» Seçilen Bölüm
VEDAT KAN


İşte Şimdi, Anlatamadıklarımızı anlatıp, Bütünleşme Vaktidir…

.


Şehirde yaşayan bütün kalemleri bir araya toplasak; bu şehrin yazarlarını, çizerlerini bal ile kaymak ile besleyip, mürekkep yerine kalemlerinden harf akıtsak, bu kişilerin beyinlerinden fikir üretme noktasında ne kadar iyimser yaklaşırsak yaklaşalım yine de bu şehrin ulviliğini, yüceliğini ve hatta güzelliğini mümkün değil anlatamayız, anlatamayız, anlatamayız…

 

Buyurun hodri meydan.

 

Dünya üzerinde, Mevla’ya emanet edilen kaç şehir tanıyorsunuz? Evliyalar tarafından korunan. 1001 hatmi olan, dualar almış, dualar ile taçlandırılmış kaç şehir var aklınızda? Sevdalısı kundaktaki beşiğini Mevla’ya emanet edip, nacak elde o devrin süper gücü küffarın üzerine yalın ayak zemheride yürüyerek değil, koşarak hücum eden kaç şehir var belleğinizde?

» Görev 1
Seçilen bölümde, yazarların bir araya gelse bile anlatamayacağı söylenen şehir niteliklerini sırala.
Seçilen bölüm ile kayıtlar birbirinden ayrı malzemelerdir.

» Derlenen Kayıtlar
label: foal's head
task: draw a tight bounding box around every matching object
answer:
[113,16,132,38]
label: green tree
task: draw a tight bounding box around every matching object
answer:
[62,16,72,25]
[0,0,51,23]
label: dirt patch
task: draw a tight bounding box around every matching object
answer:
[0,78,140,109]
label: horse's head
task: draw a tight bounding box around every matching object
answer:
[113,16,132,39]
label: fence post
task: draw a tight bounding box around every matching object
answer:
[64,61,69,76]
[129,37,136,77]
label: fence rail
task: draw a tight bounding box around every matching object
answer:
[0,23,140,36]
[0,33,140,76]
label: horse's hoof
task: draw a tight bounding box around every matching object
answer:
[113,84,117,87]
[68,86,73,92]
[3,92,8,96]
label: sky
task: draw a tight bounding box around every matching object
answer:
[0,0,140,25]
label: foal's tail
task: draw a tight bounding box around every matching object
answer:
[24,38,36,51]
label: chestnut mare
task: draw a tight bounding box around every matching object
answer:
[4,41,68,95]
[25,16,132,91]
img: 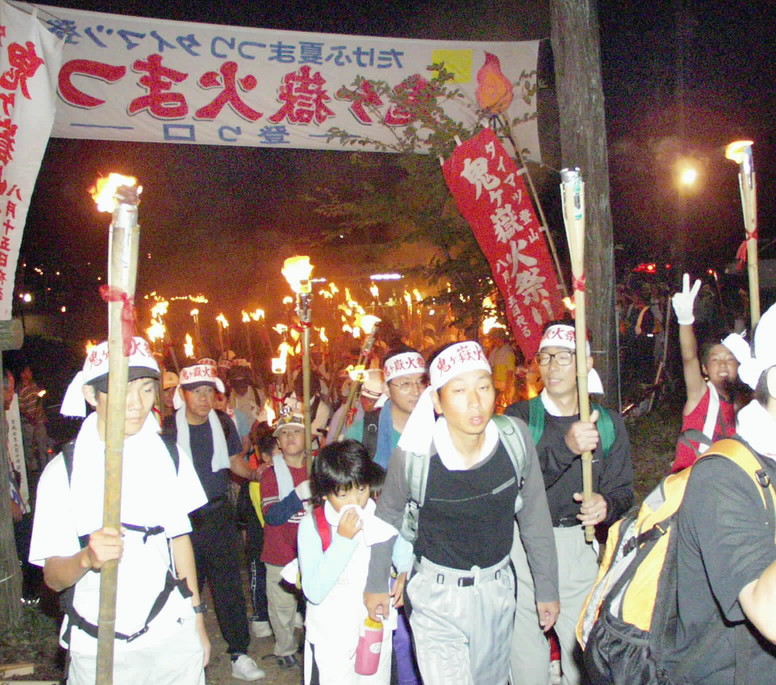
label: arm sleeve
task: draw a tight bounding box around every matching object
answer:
[516,421,559,602]
[593,409,634,525]
[297,514,358,604]
[366,447,409,592]
[504,402,579,490]
[678,457,776,621]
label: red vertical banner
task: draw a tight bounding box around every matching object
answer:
[442,129,563,358]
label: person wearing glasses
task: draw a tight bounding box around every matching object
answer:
[345,345,428,469]
[505,323,633,685]
[346,345,428,685]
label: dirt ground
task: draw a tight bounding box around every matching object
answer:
[200,578,302,685]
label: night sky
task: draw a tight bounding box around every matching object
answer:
[16,0,776,340]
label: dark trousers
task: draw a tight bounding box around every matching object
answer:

» Görev 2
Kayıtlarda "horse" dizesini içeren satırların sayısını ver, başka bir şey yazma; büyük-küçük harf ayrımı gözetilir.

» Sonuç 1
Ulvilik, yücelik, güzellik.

» Sonuç 2
2